▶

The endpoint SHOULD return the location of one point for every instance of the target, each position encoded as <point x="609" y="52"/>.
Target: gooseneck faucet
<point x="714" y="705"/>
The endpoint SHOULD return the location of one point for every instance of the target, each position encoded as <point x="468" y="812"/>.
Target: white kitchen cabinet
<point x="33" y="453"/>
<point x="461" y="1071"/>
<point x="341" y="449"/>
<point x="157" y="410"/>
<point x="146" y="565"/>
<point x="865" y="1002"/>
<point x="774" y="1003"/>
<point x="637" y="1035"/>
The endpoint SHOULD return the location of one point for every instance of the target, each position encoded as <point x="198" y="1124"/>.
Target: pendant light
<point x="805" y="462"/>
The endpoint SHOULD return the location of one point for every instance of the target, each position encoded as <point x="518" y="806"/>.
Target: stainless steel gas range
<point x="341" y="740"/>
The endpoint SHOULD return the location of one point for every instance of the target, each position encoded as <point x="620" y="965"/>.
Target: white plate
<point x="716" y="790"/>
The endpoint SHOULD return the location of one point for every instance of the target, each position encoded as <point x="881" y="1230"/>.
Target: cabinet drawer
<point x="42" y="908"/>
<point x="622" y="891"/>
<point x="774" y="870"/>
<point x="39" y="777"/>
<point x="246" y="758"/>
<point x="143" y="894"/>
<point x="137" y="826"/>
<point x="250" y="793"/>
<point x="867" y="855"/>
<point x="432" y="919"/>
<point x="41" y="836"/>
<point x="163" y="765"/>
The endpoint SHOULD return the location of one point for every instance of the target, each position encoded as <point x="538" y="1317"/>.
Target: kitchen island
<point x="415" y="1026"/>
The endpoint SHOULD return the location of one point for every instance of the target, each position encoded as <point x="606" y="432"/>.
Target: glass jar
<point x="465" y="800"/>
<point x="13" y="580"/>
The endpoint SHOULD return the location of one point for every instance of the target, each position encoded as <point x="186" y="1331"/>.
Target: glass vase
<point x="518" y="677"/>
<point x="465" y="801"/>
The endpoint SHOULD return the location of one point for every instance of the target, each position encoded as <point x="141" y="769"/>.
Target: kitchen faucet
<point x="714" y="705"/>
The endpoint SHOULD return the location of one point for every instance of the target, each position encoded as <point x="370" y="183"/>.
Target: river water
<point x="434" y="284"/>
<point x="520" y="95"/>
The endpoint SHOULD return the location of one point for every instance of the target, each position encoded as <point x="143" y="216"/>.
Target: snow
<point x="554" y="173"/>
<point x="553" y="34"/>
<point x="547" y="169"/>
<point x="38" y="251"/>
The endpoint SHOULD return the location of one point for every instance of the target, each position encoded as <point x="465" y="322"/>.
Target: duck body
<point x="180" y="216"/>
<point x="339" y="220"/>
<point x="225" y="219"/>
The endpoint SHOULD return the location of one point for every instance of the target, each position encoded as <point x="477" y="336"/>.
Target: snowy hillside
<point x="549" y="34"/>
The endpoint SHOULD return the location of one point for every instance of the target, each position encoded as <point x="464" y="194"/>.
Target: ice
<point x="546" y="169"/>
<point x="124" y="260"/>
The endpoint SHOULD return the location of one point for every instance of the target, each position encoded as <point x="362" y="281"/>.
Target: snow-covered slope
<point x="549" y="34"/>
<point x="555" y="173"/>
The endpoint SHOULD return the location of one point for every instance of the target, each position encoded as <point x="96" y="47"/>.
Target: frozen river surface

◀

Exercise prompt:
In the listing above, find the line with "Target: snow-covered slope" and set down that line and all after it exactly, through the final line.

Output for this task:
Target: snow-covered slope
<point x="549" y="34"/>
<point x="555" y="173"/>
The endpoint SHOULD return the location of one point for every instance of the target, each position encoded as <point x="96" y="47"/>.
Target: frozen river surface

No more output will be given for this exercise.